[A run of records]
- - -

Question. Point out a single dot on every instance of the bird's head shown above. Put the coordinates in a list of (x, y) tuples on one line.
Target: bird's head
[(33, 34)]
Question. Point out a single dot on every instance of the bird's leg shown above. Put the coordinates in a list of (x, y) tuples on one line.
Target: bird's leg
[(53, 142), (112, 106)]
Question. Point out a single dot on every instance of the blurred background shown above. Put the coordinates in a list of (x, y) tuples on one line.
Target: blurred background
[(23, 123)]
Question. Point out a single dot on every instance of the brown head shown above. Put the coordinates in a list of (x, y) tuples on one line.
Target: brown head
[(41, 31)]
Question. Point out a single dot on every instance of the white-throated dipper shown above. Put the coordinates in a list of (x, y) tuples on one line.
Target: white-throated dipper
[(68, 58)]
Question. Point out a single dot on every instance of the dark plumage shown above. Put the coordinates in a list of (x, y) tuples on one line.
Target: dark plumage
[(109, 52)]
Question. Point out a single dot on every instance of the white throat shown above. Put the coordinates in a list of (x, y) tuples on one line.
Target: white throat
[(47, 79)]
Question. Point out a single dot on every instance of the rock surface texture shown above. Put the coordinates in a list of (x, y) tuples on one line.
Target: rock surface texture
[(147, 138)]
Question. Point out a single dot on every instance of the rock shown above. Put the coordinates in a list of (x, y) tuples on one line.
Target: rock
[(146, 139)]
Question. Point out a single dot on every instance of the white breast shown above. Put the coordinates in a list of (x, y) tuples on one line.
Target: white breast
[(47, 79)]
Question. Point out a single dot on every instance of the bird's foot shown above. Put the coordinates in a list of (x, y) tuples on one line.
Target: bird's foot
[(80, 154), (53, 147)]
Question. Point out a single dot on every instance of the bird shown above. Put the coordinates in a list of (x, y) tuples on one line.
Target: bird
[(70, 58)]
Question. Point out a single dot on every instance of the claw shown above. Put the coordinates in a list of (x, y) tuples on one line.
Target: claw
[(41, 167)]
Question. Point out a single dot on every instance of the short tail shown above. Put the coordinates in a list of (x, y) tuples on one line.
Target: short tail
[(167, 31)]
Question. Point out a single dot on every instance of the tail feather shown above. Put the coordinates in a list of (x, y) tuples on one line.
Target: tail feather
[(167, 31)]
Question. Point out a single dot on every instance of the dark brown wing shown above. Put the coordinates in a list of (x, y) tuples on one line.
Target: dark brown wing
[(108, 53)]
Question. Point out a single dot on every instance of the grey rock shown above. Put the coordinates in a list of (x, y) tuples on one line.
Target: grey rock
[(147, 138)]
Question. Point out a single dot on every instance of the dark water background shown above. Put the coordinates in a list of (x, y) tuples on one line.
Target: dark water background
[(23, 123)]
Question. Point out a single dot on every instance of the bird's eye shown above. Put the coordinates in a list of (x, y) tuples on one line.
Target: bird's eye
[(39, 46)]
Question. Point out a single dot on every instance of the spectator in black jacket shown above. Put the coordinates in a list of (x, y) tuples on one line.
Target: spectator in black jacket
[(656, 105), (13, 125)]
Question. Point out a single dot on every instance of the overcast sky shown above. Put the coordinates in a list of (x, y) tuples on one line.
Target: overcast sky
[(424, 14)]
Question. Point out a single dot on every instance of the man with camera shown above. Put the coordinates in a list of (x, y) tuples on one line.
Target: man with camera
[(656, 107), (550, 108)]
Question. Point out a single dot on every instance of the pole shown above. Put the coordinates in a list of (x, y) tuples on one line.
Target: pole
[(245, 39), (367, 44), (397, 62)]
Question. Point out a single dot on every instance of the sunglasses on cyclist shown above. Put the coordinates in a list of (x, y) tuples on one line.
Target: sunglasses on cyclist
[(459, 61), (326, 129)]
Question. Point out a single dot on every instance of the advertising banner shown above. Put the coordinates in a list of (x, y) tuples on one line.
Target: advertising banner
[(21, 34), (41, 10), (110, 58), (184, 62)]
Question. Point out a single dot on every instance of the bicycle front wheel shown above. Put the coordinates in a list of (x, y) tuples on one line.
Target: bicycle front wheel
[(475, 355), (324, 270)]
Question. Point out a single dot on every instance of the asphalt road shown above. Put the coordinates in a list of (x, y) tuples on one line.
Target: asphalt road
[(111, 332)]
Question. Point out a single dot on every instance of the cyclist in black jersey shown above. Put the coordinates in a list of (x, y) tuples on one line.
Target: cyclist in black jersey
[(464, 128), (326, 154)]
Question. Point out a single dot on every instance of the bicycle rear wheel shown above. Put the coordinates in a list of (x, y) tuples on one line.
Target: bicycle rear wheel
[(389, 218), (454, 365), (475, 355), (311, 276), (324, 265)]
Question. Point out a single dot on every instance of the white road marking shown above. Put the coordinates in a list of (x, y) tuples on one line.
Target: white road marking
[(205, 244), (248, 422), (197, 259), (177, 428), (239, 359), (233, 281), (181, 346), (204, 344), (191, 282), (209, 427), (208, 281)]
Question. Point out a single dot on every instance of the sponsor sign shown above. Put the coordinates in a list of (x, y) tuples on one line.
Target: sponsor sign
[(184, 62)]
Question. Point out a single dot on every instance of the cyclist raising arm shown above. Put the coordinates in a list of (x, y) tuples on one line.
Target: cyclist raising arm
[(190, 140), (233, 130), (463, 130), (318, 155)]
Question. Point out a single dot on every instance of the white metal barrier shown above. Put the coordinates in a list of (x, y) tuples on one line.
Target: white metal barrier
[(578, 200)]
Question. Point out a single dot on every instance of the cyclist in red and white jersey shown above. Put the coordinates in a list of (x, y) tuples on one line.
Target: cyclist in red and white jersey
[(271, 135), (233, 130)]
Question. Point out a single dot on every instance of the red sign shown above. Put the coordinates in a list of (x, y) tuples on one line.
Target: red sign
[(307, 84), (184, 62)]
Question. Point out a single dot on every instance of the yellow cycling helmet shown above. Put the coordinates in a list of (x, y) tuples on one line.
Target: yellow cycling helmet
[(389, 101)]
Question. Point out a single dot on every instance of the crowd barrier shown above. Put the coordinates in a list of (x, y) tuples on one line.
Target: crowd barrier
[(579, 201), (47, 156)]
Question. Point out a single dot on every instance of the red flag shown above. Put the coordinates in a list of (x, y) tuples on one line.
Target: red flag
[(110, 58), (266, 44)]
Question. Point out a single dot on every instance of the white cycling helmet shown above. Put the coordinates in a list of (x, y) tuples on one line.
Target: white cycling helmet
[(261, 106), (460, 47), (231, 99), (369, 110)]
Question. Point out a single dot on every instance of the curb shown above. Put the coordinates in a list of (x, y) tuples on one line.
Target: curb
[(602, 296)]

- - -

Request:
Reproduce every item above word for word, from the first to the last.

Task response:
Question. Point out a single dot on every instance of the bird's head shown above. Put the coordinates in a list of (x, y) tuples on one line.
Target: bird's head
[(33, 34)]
Question. Point out a single dot on every instance of the bird's leg shown above. Put the coordinates in a list of (x, y) tuples on one line.
Target: bird's leg
[(53, 142), (112, 106)]
Question. Point out a single dot on every instance of the blurred background shown above. Put the coordinates in a list of (x, y) tuples on one line.
Target: blurred background
[(23, 123)]
Question. Point out a single dot on every instance of the brown head shown above. Put the coordinates in a list of (x, y) tuples on one line.
Target: brown head
[(41, 31)]
Question. Point out a single dot on every instance of the white-throated dipper shown above. Put the coordinates in a list of (x, y) tuples on one line.
Target: white-throated dipper
[(68, 58)]
Question. Point out a single dot on every instance of the dark plumage shown above. Put the coordinates in a list of (x, y) tuples on one line.
Target: dark plumage
[(109, 52)]
Question. Point out a single dot on every instance of the white throat shown above. Put the coordinates in a list of (x, y) tuples on one line.
Target: white throat
[(47, 79)]
Question. Point out a single dot on every instance of the rock surface texture shown above. Put the coordinates in a list of (x, y) tuples on one line.
Target: rock surface texture
[(147, 138)]
Question. Point out a single dot on every instance of the rock shown above. Put the coordinates in a list of (x, y) tuples on one line.
Target: rock
[(146, 139)]
Question. Point out a single dot on every instance of the white breast shown above. Put the coordinates in a list of (x, y) tuples on one line.
Target: white breast
[(47, 79)]
Question. Point out a single dot on every instance of the bird's foot shown above. Put the coordinates in a list of (x, y) tuples on one line.
Target: bird's foot
[(80, 154), (53, 147)]
Question. Point out a single dot on every instance of the bird shown above. Put the coordinates in a list of (x, y) tuples on one line.
Target: bird
[(70, 58)]
Question. Point out a single dot on every instance of the claw shown above. Put the coordinates in a list of (x, y) tuples on one line.
Target: claw
[(41, 167)]
Question. Point out a single dot on every instance of the short tail shown above. Put the coordinates in a list of (x, y) tuples on one line.
Target: short tail
[(167, 31)]
Question. Point out a single dot on every instance of the tail feather shown above. Put the coordinates in a list of (x, y) tuples on one line.
Target: tail feather
[(167, 31)]
Question. Point out a single dot on every instance of the dark brown wing shown above. Put the coordinates in a list of (x, y) tuples on one line.
Target: dark brown wing
[(108, 53)]
Question. Point out a single dot on every instance of the grey rock shown above. Put the coordinates in a list of (x, y) tuples on one line.
Target: grey rock
[(147, 138)]
Question. Point out a single dot on every instance of the dark water background shown above. Put the coordinates in a list of (x, y) tuples on one line.
Target: dark water background
[(23, 123)]
Question. Point out a single dot on every instance of the bird's eye shown above. Put the coordinates in a list of (x, y) tuples on one line.
Target: bird's eye
[(39, 46)]
Question. Point out a single dot on every instance of the spectator in black jacket shown above. Put the coordinates in a list of (x, y) tuples on one line.
Target: spectator in black jacket
[(656, 105), (13, 125)]
Question. Point out a single dot on every instance of the overcast sky shown above. Put the coordinates in a list of (x, y) tuples on one line.
Target: overcast sky
[(424, 14)]
Question. Point out a single dot on every instance of the man with camera shown above. Put the coordinates in a list of (x, y) tuples on one line.
Target: man with camera
[(656, 107), (550, 108)]
Question. Point out a single dot on every instance of the pole shown above. Put the coordinates in a list of (x, y) tuples on one line.
Target: pole
[(245, 39), (367, 44), (397, 62)]
Question. Point out a single dot on every instance of the sunglasses on cyclist shown above. Put the coordinates in a list of (x, y) tuples on one line.
Target: sunglasses on cyclist
[(459, 61), (326, 129)]
Question. Point out a single dot on every instance of the advertising banner shown above. Put the coordinates in a list of (x, y) tuples on one line.
Target: advertising banner
[(21, 34), (41, 10), (110, 58), (184, 62)]
Question. Point out a single dot on every instance of the bicycle front wheel shown above. Put the coordinates in a list of (x, y) tuples on one line.
Target: bicycle front wheel
[(475, 355), (324, 270)]
Question. Point out a single dot on every instance of the asphalt road shown above. Put the coordinates in a list of (x, y) tuples on one line.
Target: asphalt road
[(111, 332)]
Question. Point out a single dot on every instance of the cyclist in black jersey shown above. Put the coordinates in a list of (x, y) tuples on one line.
Target: cyclist in black jersey
[(464, 128), (326, 154)]
Question. Point out a single dot on every instance of the bicycle rear wheel shown above. Put the coordinates in a list of (x, y) tuples on one line.
Target: bicycle rear wheel
[(389, 218), (454, 365), (475, 355), (311, 276), (324, 265)]
Question. Point out a single dot on every instance of the white road marking shown above. Put the coordinates in a list of (x, y) tuples on one line.
Target: white road marking
[(205, 244), (248, 422), (197, 259), (177, 428), (239, 359), (233, 281), (181, 346), (204, 344), (191, 282), (209, 427), (208, 281)]
Question. Point out a single dot on every instance of the sponsor sign shown above. Put the coordinates in a list of (x, y) tuples on one line.
Target: sponsor sign
[(184, 62)]
Question. Point out a single dot on every instance of the cyclist raising arm shown above. Put the coordinates in a list of (x, y) tuples on one line.
Target: cyclist raising arm
[(190, 140), (233, 130), (463, 130), (318, 155)]
Question. Point out a single dot on every instance of the white metal barrier shown above. Put the coordinates in a list of (x, y) tuples on one line.
Target: white metal barrier
[(578, 200)]
Question. Point out a single dot on every instance of the cyclist in red and white jersey shown above. Put the coordinates in a list of (x, y) tuples on one line.
Target: cyclist in red and white jersey
[(271, 135), (233, 130)]
Question. Point out a single dot on every instance of the red sign shown above. Put the coordinates in a list of (x, y) tuples on one line.
Target: red sign
[(307, 84), (184, 62)]
Question. Point out a single dot on every instance of the yellow cycling helmet shown above. Put the coordinates in a list of (x, y) tuples on one line.
Target: yellow cycling helmet
[(389, 101)]
Question. Point out a single dot on every instance of the crowd barrier shown above. Put the coordinates in a list of (x, y) tuples on one line.
Target: crowd barrier
[(579, 201), (47, 156)]
Question. Point out a single dot on every instance of the red flag shown above. Put the coordinates in a list of (x, y) tuples on one line.
Target: red flag
[(110, 58), (266, 44)]
Question. Point out a single dot on every instance of the white cycling helmet shown above. Put the coordinates in a list of (x, y) tuples on one line.
Target: white cycling helmet
[(261, 106), (460, 47), (231, 99), (369, 110)]
Question. Point out a single dot on every instance of the curb shown above. Put the coordinates in a list of (x, y) tuples on one line.
Target: curb
[(602, 296)]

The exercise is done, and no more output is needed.